> Document extract
In 1963, the Florida Supreme Court in Hungerford Convalescent Hospital Association v. Osborn et al.,1 in a five judge concurring opinion, with no dissents, held the property of a convalescent home to be exempt from taxation, although the residents thereof paid more than the actual cost involved in their maintenance at said home. The Court held that the realization of a profit from hospital operations will not forfeit the charitable status where such funds are devoted to the charitable purposes of the institution. The facts in this case are very similar to the facts in the case sub judice.
In the later case of Jasper et al. v. Mease Manor, Inc., 208 So.2d 821 (Fla.1968), the Supreme Court of Florida again held the property of the appellee to be exempt from taxation. In this latter case, the court was dealing primarily with F.S. Sec. 192.06 (14), F.S.A. adopted by the 1965 Florida Legislature, but the facts therein were very similar to those in the case sub judice. Again, the court was divided 4 to 3, and we think it significant to point out that three of the concurring justices in this case, were the three dissenting justices in the Presbyterian Homes case supra, 190 So.2d 771, and the author of this latter case was one of the concurring justices in the Presbyterian case supra.
We point out these otherwise immaterial things to point up the fact that it appears that each case of this kind must stand upon the peculiar facts of each case and the particular wording of the corporate charter of each claimant as well as the actual practice pursued. The latter case cited supra of Jasper v. Mease Manor, while limiting its application to the 1965 amendment of F.S. 192.06(14) F.S.A., we feel, is also applicable to the provisions of F.S. 192.06(3) F.S.A. and- while 192.06 (14) is not retroactive to the 1965 tax, it is pursuasive as a legislature definition of “charitable,” so that it may be said to be useful in construing the word “charitable” as used in F.S. 192.06(3) F.S.A.
The appellant in the present case, points out that its claim of exemption is by virtue of 192.06(3) and therefore not limited to the years 1966 and 1967, but also for 1965. The appellant has heretofore been exempt for 1964 and prior years. It has been declared exempt by the United States Internal Revenue Department, and even by a decree of the Circuit Court for 1964. The facts in this case, we think distinguish it from the Haines v. St. Petersburg Methodist Home, supra and Presbyterian Homes of Synod of Fla. v. City of Bradenton, supra, in that the provisions of the appellant’s charter provides for a maximum value on its holdings of $2,000,000.00, and also provides for a perpetual continuance of the use of its property for the charitable purposes for which it was organized, by it or its successors.
As pointed out supra, because of the decisions of our courts on the subject, we feel and so hold that each case must stand upon its own factual situation. In the *80present- case, we feel and so hold, that the plaintiff below alleged sufficient allegations in its complaint, that if true, would entitle said plaintiff to the exemption prayed for, and stated a good cause of action.
Therefore, the order appealed from is reversed and said cause remanded for such further action by the lower court as may be necessary for an adjudication on the facts consistent with the views of this Court herein expressed.
Reversed and remanded.
WIGGINTON, C. J., and SPECTOR, J., concur.. Hungerford Convalescent Hospital Association v. Osborn et al., 150 So.2d 230 (Fla.1963).

> Record excerpts
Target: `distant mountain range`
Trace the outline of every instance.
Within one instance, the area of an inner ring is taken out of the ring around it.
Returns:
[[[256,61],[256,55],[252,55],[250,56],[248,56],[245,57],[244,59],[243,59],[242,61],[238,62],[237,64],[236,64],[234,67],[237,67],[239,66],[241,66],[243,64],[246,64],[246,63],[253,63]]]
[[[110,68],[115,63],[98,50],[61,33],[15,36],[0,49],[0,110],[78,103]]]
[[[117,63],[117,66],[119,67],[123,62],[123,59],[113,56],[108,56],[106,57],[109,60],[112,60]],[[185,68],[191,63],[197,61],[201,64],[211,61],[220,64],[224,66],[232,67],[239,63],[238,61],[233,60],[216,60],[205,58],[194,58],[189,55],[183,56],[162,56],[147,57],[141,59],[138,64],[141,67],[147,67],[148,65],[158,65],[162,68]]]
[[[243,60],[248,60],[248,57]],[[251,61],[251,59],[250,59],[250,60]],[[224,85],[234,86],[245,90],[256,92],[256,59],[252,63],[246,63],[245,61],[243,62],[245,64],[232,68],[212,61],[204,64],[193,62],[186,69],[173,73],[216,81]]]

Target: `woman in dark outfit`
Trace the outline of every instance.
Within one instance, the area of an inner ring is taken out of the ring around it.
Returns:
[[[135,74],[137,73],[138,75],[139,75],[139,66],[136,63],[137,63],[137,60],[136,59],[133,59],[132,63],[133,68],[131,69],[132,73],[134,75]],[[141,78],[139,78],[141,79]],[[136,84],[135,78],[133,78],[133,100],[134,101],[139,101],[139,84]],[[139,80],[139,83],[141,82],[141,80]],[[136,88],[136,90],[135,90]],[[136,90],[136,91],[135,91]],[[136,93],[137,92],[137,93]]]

> Task requirements
Please write out the part of the tax exemption opinion from "Reversed and remanded." up to and including "So.2d 230 (Fla.1963).", word for word.

> Result of this exercise
Reversed and remanded.
WIGGINTON, C. J., and SPECTOR, J., concur.. Hungerford Convalescent Hospital Association v. Osborn et al., 150 So.2d 230 (Fla.1963).